## Activity
Rewrite the listing below with every "rough mask" swapped for "coarse mask", keeping everything else the same.

## Dataset records
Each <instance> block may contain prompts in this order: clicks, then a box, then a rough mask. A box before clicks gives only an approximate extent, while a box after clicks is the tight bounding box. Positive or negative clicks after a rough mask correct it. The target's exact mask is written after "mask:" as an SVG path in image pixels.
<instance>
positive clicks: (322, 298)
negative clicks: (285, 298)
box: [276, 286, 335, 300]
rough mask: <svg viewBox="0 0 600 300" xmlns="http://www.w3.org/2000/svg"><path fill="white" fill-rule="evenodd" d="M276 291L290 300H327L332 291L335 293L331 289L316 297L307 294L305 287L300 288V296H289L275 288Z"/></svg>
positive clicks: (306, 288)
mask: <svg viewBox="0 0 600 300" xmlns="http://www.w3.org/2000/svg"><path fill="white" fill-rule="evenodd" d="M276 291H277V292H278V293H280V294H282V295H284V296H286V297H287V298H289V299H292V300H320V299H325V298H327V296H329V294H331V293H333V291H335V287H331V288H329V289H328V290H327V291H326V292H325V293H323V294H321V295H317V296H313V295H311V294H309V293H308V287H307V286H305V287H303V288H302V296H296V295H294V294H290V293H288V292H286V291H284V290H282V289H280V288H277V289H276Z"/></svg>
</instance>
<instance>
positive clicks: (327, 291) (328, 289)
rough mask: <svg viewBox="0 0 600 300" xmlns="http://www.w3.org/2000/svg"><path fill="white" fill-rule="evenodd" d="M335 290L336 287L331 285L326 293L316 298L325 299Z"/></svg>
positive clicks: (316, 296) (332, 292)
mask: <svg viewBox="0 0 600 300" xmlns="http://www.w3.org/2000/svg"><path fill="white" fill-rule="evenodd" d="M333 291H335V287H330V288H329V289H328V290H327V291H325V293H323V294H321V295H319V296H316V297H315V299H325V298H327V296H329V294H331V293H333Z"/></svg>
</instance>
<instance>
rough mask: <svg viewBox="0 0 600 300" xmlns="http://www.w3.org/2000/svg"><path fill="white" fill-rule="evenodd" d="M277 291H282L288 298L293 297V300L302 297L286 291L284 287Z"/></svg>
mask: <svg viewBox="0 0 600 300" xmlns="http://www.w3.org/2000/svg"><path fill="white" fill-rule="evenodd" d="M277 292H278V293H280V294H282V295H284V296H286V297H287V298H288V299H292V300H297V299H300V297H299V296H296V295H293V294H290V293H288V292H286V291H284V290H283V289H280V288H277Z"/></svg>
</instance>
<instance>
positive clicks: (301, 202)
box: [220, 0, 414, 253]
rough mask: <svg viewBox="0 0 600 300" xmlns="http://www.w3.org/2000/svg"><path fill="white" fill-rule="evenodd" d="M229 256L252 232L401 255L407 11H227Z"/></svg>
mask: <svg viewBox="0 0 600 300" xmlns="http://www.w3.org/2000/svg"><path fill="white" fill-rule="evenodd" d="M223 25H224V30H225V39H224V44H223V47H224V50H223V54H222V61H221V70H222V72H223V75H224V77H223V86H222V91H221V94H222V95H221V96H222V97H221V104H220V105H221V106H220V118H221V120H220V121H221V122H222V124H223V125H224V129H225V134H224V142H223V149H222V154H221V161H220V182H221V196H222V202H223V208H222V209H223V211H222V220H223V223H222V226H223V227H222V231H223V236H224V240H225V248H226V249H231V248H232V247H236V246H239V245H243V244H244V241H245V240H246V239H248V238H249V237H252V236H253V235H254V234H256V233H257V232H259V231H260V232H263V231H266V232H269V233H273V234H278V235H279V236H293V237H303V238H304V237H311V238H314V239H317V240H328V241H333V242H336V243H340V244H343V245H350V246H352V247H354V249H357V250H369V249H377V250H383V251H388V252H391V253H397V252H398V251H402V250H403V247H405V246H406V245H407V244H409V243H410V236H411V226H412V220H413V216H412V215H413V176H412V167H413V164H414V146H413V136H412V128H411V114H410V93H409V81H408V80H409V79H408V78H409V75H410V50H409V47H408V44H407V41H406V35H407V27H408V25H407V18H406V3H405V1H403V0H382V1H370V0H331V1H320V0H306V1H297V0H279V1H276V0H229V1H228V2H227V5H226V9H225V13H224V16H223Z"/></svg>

## Solution to the exercise
Each <instance> block may contain prompts in this order: clicks, then a box, then a coarse mask. A box before clicks gives only an approximate extent, while a box after clicks is the tight bounding box. Positive or negative clicks after a coarse mask correct it. The target's exact mask is written after "mask:" as an SVG path in image pixels.
<instance>
positive clicks: (322, 298)
negative clicks: (285, 298)
box: [276, 286, 335, 300]
coarse mask: <svg viewBox="0 0 600 300" xmlns="http://www.w3.org/2000/svg"><path fill="white" fill-rule="evenodd" d="M276 291L290 300H327L332 291L335 293L331 289L316 297L307 294L305 287L300 288V296H289L275 288Z"/></svg>
positive clicks: (306, 288)
mask: <svg viewBox="0 0 600 300" xmlns="http://www.w3.org/2000/svg"><path fill="white" fill-rule="evenodd" d="M276 291H277V292H278V293H280V294H282V295H284V296H286V297H287V298H289V299H292V300H320V299H325V298H327V296H329V294H331V293H333V291H335V287H331V288H329V289H328V290H327V291H326V292H325V293H323V294H321V295H317V296H313V295H311V294H309V293H308V287H307V286H305V287H303V288H302V296H296V295H294V294H290V293H288V292H286V291H284V290H282V289H280V288H277V289H276Z"/></svg>
</instance>
<instance>
positive clicks: (327, 291) (328, 289)
coarse mask: <svg viewBox="0 0 600 300" xmlns="http://www.w3.org/2000/svg"><path fill="white" fill-rule="evenodd" d="M335 290L336 287L331 285L326 293L316 298L325 299Z"/></svg>
positive clicks: (316, 296) (332, 292)
mask: <svg viewBox="0 0 600 300" xmlns="http://www.w3.org/2000/svg"><path fill="white" fill-rule="evenodd" d="M333 291H335V287H330V288H329V289H328V290H327V291H325V293H323V294H321V295H319V296H316V297H315V299H325V298H327V296H329V294H331V293H333Z"/></svg>
</instance>
<instance>
coarse mask: <svg viewBox="0 0 600 300" xmlns="http://www.w3.org/2000/svg"><path fill="white" fill-rule="evenodd" d="M277 291H282L288 298L293 297V300L302 297L286 291L284 287Z"/></svg>
mask: <svg viewBox="0 0 600 300" xmlns="http://www.w3.org/2000/svg"><path fill="white" fill-rule="evenodd" d="M277 292H278V293H280V294H282V295H284V296H286V297H287V298H288V299H292V300H297V299H300V297H299V296H296V295H293V294H290V293H288V292H286V291H284V290H283V289H280V288H277Z"/></svg>
</instance>
<instance>
positive clicks: (301, 202)
box: [220, 0, 414, 253]
coarse mask: <svg viewBox="0 0 600 300" xmlns="http://www.w3.org/2000/svg"><path fill="white" fill-rule="evenodd" d="M229 256L252 232L401 255L407 11H227Z"/></svg>
mask: <svg viewBox="0 0 600 300" xmlns="http://www.w3.org/2000/svg"><path fill="white" fill-rule="evenodd" d="M223 25H224V30H225V39H224V44H223V47H224V50H223V54H222V61H221V70H222V72H223V75H224V77H223V86H222V91H221V94H222V95H221V96H222V97H221V104H220V105H221V106H220V118H221V120H220V121H221V122H222V124H223V125H224V129H225V134H224V142H223V149H222V154H221V161H220V182H221V196H222V202H223V208H222V209H223V211H222V220H223V223H222V226H223V227H222V231H223V236H224V240H225V248H226V249H231V248H232V247H236V246H239V245H243V244H244V241H245V240H246V239H248V238H249V237H252V236H253V235H254V234H256V233H257V232H259V231H260V232H263V231H266V232H269V233H273V234H278V235H279V236H293V237H303V238H304V237H311V238H314V239H317V240H328V241H333V242H336V243H340V244H343V245H350V246H352V247H354V249H357V250H369V249H377V250H383V251H388V252H391V253H397V252H398V251H402V250H403V247H405V246H406V245H407V244H409V243H410V236H411V226H412V220H413V216H412V215H413V176H412V167H413V164H414V146H413V136H412V128H411V114H410V93H409V81H408V80H409V79H408V78H409V75H410V50H409V47H408V44H407V41H406V35H407V27H408V25H407V18H406V3H405V1H403V0H382V1H370V0H331V1H320V0H306V1H297V0H279V1H276V0H229V1H228V2H227V5H226V9H225V13H224V16H223Z"/></svg>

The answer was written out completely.